[Natural-language object grounding data]
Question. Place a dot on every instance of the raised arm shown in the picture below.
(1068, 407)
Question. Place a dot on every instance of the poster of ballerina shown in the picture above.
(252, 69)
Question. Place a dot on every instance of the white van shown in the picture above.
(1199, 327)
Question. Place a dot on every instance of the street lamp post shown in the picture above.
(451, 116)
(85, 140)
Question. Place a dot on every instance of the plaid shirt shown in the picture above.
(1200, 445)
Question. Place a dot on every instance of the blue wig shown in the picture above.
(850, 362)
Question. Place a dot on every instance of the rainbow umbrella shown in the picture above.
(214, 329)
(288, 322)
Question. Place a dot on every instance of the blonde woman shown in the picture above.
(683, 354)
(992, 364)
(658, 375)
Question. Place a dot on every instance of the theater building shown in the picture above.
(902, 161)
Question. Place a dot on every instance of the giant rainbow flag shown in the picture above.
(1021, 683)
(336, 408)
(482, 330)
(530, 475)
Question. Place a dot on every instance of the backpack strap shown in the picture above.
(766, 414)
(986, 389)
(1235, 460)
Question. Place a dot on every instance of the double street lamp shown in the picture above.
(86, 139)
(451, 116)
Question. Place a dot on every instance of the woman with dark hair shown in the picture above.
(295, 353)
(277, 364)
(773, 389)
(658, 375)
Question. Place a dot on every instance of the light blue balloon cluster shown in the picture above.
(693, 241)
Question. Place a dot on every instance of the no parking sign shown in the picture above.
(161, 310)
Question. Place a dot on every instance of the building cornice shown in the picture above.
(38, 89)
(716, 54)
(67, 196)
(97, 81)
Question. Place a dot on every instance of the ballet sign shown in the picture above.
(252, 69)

» EXERCISE: Lines from the one containing "Question. Place a dot on every instance of the blue" through the last line of the records, restated word for word: that is the whole response.

» YOUR SOLUTION:
Question. Place a dot on every instance of the blue wig shown in the picture above.
(850, 362)
Question. Place a dot on every instance of the rainbow umbrella shown in the picture above.
(214, 329)
(288, 322)
Question. Place a dot on every instance of the blonde woman shown in the picture above.
(683, 354)
(992, 364)
(658, 375)
Question. Place a dot on every instance of the theater building shown in the picture above.
(902, 161)
Question. Place a dot on every instance of the giant rainbow flag shown in the picture above.
(1021, 683)
(336, 408)
(482, 330)
(530, 475)
Question. Place a dot on every instance of the backpack strap shown in the picture above.
(766, 414)
(986, 389)
(1235, 460)
Question. Place a dot on every instance of the double street lamp shown in the picture above.
(86, 139)
(451, 116)
Question. Place a dot on every instance of the woman with dark hair shown in the picture above.
(295, 353)
(277, 364)
(773, 389)
(658, 375)
Question. Place a dot on every instance of the light blue balloon cluster shown in the picture above.
(693, 241)
Question. Place a dot on every instance of the no parking sign shown in the picture above.
(161, 310)
Question. Place a dot on every instance of the building cornice shown in the picture above.
(38, 89)
(716, 54)
(67, 196)
(97, 81)
Question. Place a dot on every instance of the ballet sign shown in the picture above.
(252, 69)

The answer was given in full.